**INFORMATION SHOWN**
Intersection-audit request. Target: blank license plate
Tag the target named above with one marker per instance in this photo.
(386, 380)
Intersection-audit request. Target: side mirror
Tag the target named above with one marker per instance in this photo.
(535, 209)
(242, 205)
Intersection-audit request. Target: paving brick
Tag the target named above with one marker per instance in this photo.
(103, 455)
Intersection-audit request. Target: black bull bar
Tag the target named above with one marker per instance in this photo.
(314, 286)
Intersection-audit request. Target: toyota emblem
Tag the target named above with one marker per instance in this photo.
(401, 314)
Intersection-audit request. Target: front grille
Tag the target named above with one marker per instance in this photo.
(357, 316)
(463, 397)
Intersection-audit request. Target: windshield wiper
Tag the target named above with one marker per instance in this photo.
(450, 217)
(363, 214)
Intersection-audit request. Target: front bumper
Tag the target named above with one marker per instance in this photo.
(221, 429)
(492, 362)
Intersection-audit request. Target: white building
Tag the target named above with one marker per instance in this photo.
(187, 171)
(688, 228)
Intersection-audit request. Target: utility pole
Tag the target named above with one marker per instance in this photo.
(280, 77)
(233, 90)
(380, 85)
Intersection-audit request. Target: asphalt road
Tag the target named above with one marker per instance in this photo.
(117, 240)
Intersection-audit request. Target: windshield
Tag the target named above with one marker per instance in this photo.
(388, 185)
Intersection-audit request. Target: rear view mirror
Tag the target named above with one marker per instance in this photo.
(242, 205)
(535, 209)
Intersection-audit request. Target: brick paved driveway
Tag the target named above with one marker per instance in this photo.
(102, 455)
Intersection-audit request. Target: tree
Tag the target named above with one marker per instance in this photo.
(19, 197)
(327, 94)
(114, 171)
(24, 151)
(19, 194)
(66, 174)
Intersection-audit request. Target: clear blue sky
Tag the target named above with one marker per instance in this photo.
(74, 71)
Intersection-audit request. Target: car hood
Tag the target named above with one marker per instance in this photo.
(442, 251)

**TASK TO CARRY OUT**
Quote only the lines from the line containing "Intersection-audit request. Target: toyota" through the end of the entries, keeping the first and the last.

**WRITTEN SOLUTION**
Intersection-audit request. Target: toyota emblem
Tag the target named above with one marker per instance in this photo.
(401, 314)
Intersection-audit request. Target: front grille
Tag the target named above with one marker per instance in this photo.
(357, 316)
(463, 397)
Intersection-audit request. Target: windshield wiper
Tag the target named above with one marker per instance in this photo.
(450, 217)
(363, 214)
Intersection-audit request. Target: front bumper
Tag the target named above with one marker per instance in this photo.
(221, 429)
(492, 362)
Intersection-audit request. Target: white building
Tag the target named above with one marker per instance in this photo.
(187, 171)
(688, 228)
Intersection-audit request. Target: utility pole
Tag the target named above with one marker per instance in this photo.
(280, 77)
(233, 90)
(380, 85)
Intersection-audit request. Target: asphalt road
Tag the target named above with one marker per instance in this photo.
(117, 240)
Intersection-audit request. Target: windshield
Tag the target named above with one marker per instance in this photo.
(388, 185)
Intersection-audit request. Target: rear view mirror
Tag the target named above with one marker per instance in this photo.
(242, 205)
(535, 209)
Intersection-audit request. Target: brick paved driveway
Tag the target named above with one marker per instance in this photo.
(102, 455)
Intersection-audit request. Target: tree
Tag the target named above with one marker per instance in this photo.
(19, 197)
(327, 94)
(114, 171)
(24, 151)
(19, 194)
(66, 174)
Intersection-audit request. Target: clear blue sky
Tag the target named above with one marker per instance in this photo.
(74, 71)
Intersection-audit request. Target: car hood
Tag the target named above with one marker per instance in this photo.
(442, 251)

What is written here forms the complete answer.